Records of labeled points
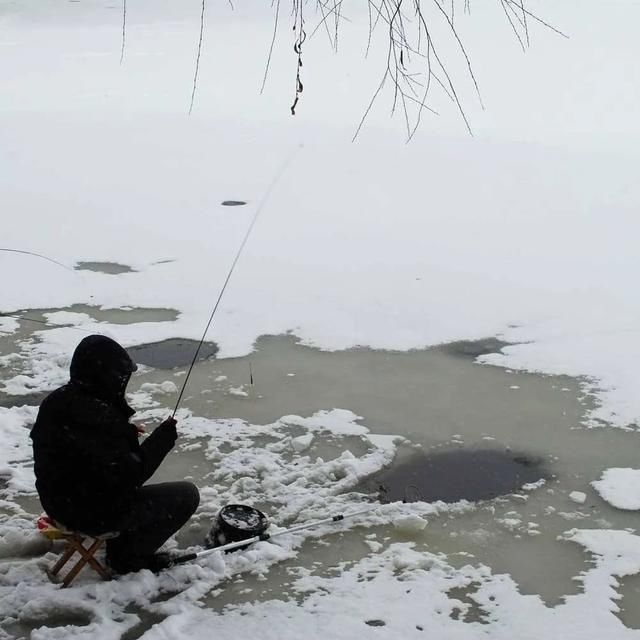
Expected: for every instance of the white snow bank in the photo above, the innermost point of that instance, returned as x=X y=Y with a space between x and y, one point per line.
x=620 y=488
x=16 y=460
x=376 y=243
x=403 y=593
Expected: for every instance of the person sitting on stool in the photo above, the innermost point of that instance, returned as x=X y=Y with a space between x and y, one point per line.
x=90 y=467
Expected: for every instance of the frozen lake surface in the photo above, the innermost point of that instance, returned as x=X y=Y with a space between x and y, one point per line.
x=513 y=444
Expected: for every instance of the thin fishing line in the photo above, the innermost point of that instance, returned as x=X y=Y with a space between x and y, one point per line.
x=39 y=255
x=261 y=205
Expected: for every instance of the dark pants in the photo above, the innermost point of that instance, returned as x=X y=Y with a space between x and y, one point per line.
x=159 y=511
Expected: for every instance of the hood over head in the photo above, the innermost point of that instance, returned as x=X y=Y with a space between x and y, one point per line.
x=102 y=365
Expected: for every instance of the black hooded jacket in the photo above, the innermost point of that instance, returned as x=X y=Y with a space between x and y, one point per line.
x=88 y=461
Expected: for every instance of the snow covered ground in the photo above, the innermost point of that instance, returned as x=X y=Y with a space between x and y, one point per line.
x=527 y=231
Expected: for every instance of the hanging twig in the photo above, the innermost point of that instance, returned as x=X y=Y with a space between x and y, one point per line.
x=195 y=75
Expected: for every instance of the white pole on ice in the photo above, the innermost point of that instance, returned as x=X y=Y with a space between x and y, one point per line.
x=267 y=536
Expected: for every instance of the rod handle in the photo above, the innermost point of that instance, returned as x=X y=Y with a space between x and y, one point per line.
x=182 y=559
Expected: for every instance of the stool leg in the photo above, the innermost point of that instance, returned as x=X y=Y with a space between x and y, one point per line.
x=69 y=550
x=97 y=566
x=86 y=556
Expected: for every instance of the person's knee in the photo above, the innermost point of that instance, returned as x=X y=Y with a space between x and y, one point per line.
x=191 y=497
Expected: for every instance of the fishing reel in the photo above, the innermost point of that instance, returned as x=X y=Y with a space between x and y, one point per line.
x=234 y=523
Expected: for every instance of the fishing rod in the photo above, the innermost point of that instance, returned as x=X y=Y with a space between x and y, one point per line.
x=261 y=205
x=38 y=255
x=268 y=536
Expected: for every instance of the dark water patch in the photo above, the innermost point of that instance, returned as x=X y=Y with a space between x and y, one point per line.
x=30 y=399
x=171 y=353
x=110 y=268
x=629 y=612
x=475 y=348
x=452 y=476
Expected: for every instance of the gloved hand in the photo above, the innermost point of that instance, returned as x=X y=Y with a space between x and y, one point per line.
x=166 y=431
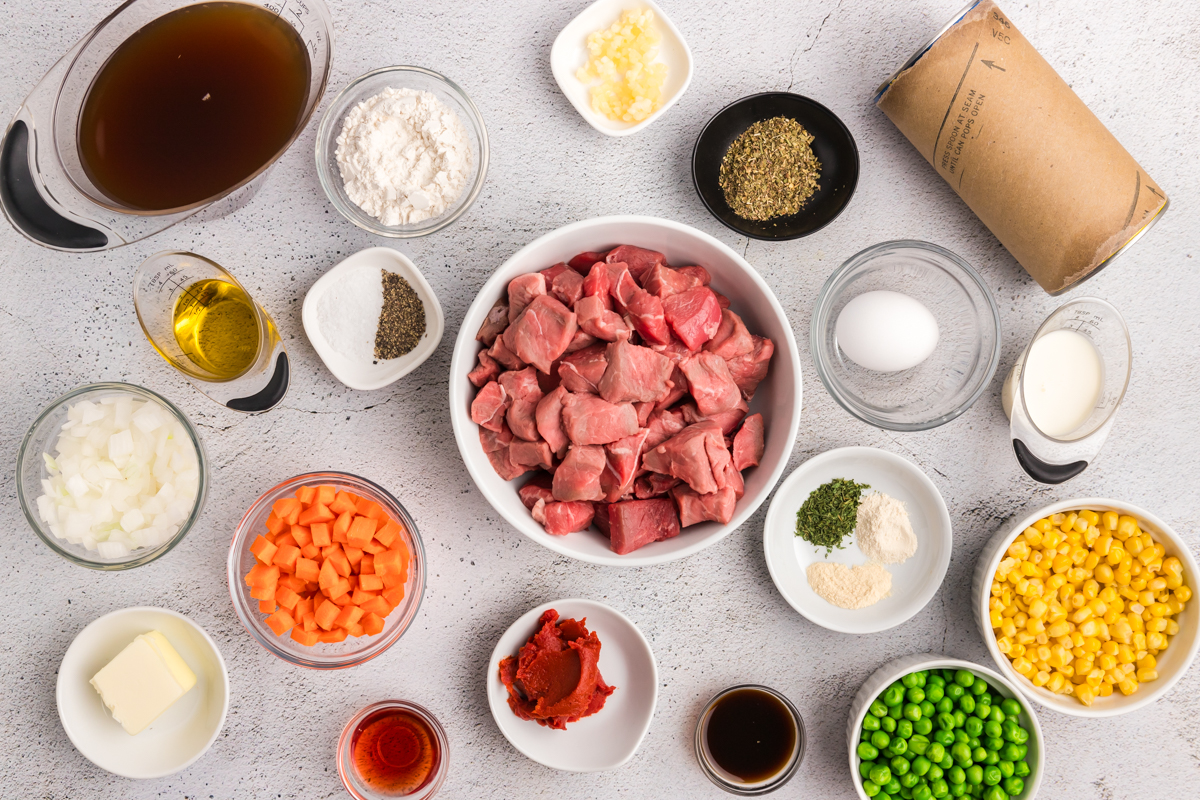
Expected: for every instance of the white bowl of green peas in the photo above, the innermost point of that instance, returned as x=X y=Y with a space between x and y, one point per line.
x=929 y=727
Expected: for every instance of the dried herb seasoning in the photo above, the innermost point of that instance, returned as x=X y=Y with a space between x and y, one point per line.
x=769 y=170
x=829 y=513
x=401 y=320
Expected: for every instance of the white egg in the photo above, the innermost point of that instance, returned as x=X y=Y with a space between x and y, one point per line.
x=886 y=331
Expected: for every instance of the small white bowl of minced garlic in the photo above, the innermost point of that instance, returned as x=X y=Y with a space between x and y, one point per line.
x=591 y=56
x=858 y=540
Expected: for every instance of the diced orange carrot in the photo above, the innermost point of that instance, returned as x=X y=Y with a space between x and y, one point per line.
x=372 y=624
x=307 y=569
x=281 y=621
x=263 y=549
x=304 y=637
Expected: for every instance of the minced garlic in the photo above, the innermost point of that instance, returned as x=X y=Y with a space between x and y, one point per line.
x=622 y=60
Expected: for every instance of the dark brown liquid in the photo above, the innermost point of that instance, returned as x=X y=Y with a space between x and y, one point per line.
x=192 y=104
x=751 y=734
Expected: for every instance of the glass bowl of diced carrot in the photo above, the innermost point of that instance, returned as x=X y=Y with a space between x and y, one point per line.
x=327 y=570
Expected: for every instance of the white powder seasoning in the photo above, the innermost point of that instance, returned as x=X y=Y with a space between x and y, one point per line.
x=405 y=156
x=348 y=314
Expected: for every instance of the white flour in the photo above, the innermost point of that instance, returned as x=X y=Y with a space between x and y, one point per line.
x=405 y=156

==

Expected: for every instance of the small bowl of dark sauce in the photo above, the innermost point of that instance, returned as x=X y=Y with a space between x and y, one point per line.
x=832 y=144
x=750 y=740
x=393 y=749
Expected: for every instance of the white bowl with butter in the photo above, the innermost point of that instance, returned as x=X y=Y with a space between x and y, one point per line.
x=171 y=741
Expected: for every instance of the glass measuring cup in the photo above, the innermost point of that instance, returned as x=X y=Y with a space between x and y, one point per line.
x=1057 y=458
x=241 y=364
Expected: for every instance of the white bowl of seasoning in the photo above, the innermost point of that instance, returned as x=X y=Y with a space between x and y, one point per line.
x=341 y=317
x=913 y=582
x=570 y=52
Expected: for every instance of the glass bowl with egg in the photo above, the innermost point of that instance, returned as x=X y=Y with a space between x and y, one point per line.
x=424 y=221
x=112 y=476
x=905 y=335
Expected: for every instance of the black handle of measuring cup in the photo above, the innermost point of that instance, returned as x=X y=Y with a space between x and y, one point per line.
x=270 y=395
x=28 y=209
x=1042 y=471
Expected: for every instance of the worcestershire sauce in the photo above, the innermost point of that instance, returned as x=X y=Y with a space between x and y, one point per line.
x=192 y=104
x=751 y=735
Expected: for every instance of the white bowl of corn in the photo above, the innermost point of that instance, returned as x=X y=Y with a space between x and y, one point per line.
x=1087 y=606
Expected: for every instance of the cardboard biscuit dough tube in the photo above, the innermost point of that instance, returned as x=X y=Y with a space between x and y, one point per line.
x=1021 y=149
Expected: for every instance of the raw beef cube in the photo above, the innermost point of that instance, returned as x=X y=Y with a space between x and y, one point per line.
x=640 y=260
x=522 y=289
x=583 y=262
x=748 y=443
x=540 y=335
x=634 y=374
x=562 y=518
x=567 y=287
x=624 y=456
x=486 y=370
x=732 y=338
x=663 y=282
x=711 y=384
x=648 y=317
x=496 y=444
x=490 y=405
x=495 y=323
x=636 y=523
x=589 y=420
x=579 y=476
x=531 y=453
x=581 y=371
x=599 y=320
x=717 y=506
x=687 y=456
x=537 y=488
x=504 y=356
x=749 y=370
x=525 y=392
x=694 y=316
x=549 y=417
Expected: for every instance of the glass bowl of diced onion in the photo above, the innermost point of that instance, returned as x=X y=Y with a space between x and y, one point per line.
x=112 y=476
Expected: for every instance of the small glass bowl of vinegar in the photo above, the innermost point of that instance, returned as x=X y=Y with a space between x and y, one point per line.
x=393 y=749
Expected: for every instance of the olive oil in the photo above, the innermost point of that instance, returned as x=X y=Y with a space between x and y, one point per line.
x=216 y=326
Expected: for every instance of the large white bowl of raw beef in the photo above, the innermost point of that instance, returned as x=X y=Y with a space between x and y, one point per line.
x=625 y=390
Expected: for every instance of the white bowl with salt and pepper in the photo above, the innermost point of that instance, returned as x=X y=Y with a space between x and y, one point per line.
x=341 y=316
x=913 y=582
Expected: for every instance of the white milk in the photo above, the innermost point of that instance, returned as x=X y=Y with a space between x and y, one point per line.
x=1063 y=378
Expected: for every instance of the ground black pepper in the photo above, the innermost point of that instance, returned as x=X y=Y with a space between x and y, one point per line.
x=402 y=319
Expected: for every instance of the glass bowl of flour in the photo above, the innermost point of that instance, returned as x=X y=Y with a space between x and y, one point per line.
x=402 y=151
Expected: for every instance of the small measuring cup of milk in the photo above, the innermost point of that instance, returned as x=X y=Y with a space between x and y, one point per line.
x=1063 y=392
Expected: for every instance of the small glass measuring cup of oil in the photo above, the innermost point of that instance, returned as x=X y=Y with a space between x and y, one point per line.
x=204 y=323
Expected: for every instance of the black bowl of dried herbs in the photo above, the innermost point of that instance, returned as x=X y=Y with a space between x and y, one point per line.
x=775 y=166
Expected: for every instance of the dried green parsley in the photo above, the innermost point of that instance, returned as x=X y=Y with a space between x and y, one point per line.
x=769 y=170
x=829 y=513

== Instructions for the task ==
Shift every coordinate in the answers by -14 and write out again the part of the material that opens with the line containing "Expected: for every instance of the white bowl of corn" and closes with the line containing "x=549 y=417", requests included. Both of those lines belong to the part.

== Full answer ==
Expected: for every instance of the white bowl of corn in the photo above, the innermost point of that instance, returned as x=X y=Y with a space between x and y, one point per line.
x=1073 y=592
Expected: for every instance of the cardboard biscuit dough tube in the photo above, the innermost point of that instance, returned as x=X y=Y with a space between x and y, one point per line.
x=1007 y=135
Expected: for every instance of the raw beef cube in the photo above, the innermost point of that instance, returned as x=X y=Y with a space between x and y, one point per line.
x=626 y=246
x=508 y=275
x=569 y=248
x=734 y=429
x=526 y=321
x=620 y=360
x=548 y=504
x=553 y=273
x=610 y=442
x=472 y=356
x=718 y=324
x=649 y=268
x=697 y=370
x=634 y=303
x=482 y=430
x=476 y=391
x=481 y=309
x=622 y=509
x=575 y=406
x=565 y=462
x=517 y=439
x=567 y=357
x=585 y=306
x=703 y=492
x=673 y=442
x=523 y=474
x=490 y=342
x=735 y=356
x=511 y=378
x=680 y=302
x=535 y=403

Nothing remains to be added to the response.